■ **Material supplied**
++++++

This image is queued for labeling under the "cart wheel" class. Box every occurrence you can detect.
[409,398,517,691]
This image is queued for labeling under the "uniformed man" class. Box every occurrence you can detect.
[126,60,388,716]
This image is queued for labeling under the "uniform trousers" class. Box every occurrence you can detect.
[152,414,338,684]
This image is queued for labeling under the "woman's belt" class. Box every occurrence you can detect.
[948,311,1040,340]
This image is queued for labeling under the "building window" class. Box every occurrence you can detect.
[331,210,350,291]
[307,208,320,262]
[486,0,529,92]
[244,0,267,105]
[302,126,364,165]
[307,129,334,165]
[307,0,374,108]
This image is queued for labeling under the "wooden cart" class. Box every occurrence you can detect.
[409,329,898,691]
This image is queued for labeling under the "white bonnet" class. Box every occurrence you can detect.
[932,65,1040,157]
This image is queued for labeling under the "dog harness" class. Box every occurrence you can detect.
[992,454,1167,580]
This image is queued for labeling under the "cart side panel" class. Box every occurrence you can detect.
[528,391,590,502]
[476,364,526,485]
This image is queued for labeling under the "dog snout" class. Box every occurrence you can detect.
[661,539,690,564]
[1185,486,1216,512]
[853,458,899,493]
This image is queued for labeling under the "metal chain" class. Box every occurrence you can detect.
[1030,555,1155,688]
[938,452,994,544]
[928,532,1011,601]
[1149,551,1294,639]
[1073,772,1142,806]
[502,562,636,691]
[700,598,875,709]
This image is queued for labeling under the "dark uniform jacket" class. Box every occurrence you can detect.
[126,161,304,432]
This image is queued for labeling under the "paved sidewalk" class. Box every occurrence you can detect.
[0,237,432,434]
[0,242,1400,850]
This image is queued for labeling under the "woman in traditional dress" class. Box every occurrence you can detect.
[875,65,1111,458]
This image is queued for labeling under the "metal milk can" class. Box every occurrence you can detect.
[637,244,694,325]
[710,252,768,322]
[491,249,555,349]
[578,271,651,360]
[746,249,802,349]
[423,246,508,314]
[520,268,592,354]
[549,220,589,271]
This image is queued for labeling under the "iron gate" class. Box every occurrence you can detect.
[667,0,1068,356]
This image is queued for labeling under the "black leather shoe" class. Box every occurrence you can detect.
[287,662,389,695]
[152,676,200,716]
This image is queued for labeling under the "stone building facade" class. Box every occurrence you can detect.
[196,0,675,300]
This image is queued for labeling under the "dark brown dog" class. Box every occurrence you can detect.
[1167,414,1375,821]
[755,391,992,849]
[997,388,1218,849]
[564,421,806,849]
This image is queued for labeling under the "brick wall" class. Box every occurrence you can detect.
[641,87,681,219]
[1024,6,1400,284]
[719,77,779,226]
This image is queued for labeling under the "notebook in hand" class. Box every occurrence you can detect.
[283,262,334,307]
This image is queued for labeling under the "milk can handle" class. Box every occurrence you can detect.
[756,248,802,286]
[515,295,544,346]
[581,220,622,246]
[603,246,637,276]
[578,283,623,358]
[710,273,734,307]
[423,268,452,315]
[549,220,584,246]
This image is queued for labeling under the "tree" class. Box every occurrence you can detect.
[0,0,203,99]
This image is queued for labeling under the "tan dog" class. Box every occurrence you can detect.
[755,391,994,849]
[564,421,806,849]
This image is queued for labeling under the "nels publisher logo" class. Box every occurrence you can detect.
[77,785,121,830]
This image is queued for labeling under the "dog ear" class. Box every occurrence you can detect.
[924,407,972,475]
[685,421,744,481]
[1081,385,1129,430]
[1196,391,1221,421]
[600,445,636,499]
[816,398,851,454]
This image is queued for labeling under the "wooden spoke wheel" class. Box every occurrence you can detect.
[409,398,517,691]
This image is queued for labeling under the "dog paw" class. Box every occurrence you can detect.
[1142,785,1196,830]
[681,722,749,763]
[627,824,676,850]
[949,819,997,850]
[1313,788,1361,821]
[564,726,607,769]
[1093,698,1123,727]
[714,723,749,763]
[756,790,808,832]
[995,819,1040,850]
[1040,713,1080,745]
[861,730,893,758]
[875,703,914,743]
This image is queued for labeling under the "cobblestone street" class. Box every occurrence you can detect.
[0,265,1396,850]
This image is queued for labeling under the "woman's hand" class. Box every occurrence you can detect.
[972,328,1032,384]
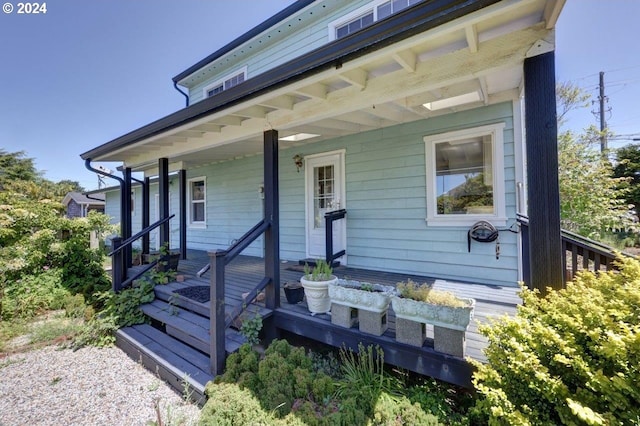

++++++

■ **Problem to solve**
Convert all of the items above into a numbered list of their lines, omitting any blank lines. Leave the pictures out of the output.

■ **Correct output**
1. This image is queued for labeling under the "cart wheel" class. Box every occurrence you can detect.
2. [409,398,517,691]
3. This image is queued for labeling under the "uniformed man" class. Box every occurrence you can detect.
4. [126,60,388,716]
5. This image is queued for labeling under the "uniform trousers" class. Box every occurrence you can detect.
6. [152,414,338,684]
7. This image is queued for labeling under the "woman's belt" class. Box every occurrence you can detect.
8. [948,311,1040,340]
9. This image is queued for labeling under the "building window" class. Box every occurrence you can detect.
10. [331,210,350,291]
11. [307,208,320,262]
12. [486,0,529,92]
13. [244,0,267,105]
14. [302,126,364,165]
15. [307,129,334,165]
16. [307,0,374,108]
17. This image is queued for labeling under the "wooden cart" class. Box every occurrence you can detect.
18. [409,329,898,691]
19. This image is queued for labeling under the "white bonnet" class. Box every occurrence you can detect.
20. [932,65,1040,157]
21. This image is queued for labeling under the "dog harness" class. Box every occurrence you can detect.
22. [992,454,1167,580]
23. This image is queued for labeling under the "cart side panel" class. Box every occurrence you can detect.
24. [528,391,590,502]
25. [476,364,526,485]
26. This image is queued for labeling under the "dog snout" class. Box every occurrence you can detect.
27. [661,539,690,564]
28. [1185,486,1216,512]
29. [853,458,899,493]
30. This image is queued for labeling under the "metal chain" class. Box every occurrence you can detect.
31. [1030,555,1155,688]
32. [938,452,994,544]
33. [928,532,1011,601]
34. [1149,551,1294,639]
35. [1073,772,1142,806]
36. [502,562,636,691]
37. [700,598,875,709]
38. This image is queued for labeling under the "dark uniform jacket" class. Box every occurrence you can detect.
39. [126,161,304,432]
40. This image is queued for labeling under the "paved sidewalk" class. Box every occurrence you can detect.
41. [0,237,432,434]
42. [0,242,1400,850]
43. This image is queued for labeling under the "woman in traditional dress" class. Box every occurrence you can detect.
44. [875,65,1111,458]
45. This image is queued for labeling under the "metal milk can" class. Box every occurrence you can detect.
46. [637,244,694,325]
47. [710,252,768,322]
48. [491,249,555,349]
49. [578,271,651,360]
50. [746,249,802,349]
51. [423,246,508,314]
52. [520,268,592,354]
53. [549,220,589,271]
54. This image is queued for labeling under the "iron gate" class. Box every occurrence you can detect.
55. [667,0,1068,356]
56. This image is queued for labeling under the "black leather shoe" class. Box every occurrence you can detect.
57. [287,662,389,695]
58. [152,676,200,716]
59. This image is queued for labeling under the "stone building facade" class. Box every occurrence you can detect.
60. [196,0,675,300]
61. This image is queued for labeling under the "dark brown dog" class. Box every occurrence you can detect.
62. [1167,414,1375,821]
63. [755,391,992,849]
64. [997,388,1218,849]
65. [564,421,806,849]
66. This image is queued for labeling under the "brick wall" class. Box every occurrence you can detect.
67. [641,87,681,219]
68. [1024,6,1400,284]
69. [719,77,779,226]
70. This image is queued for labeling under the "notebook in hand" class. Box every occurrence you can detect.
71. [283,262,334,307]
72. This image is queued for labeling under the "milk can handle" class. Box every occurrence you can detect.
73. [756,248,802,286]
74. [515,295,544,346]
75. [581,220,622,246]
76. [603,246,637,276]
77. [578,283,623,358]
78. [710,273,734,307]
79. [423,268,452,315]
80. [549,220,584,246]
81. This image is queued for labeling under the "tree" class. Box every occurrence you can detect.
82. [0,0,203,99]
83. This image is queued for labeling under the "tan dog" class. Box every occurrence you can detect.
84. [755,391,994,849]
85. [564,421,806,849]
86. This image is queued for labeling under the "nels publisher logo" class. Box every occurrence you can detect.
87. [77,785,121,830]
88. This image is queued for labeling under the "dog ear" class. Box every occurrence you can detect.
89. [924,407,972,475]
90. [685,421,744,481]
91. [1081,385,1129,430]
92. [1196,391,1221,421]
93. [600,445,636,499]
94. [816,398,851,454]
95. This image is queued for labeling under the "wooden spoke wheel" class. Box every occurrence you can detect.
96. [409,398,517,691]
97. This image is queued for labeling under the "dog paw" class. Box every occurrence you can detect.
98. [1142,785,1196,830]
99. [681,722,749,763]
100. [627,824,676,850]
101. [949,819,997,850]
102. [1313,788,1361,821]
103. [564,726,607,769]
104. [1093,698,1123,727]
105. [714,723,749,763]
106. [756,790,808,832]
107. [995,819,1040,850]
108. [1040,713,1080,745]
109. [861,730,893,758]
110. [875,703,914,743]
111. This image is queued for labeling under the "cobblestone street" class. Box every occurrence you can detect.
112. [0,265,1396,850]
113. This image is queued for labeling under the "woman's hand" class. Box every occurrence you can detect.
114. [972,328,1032,384]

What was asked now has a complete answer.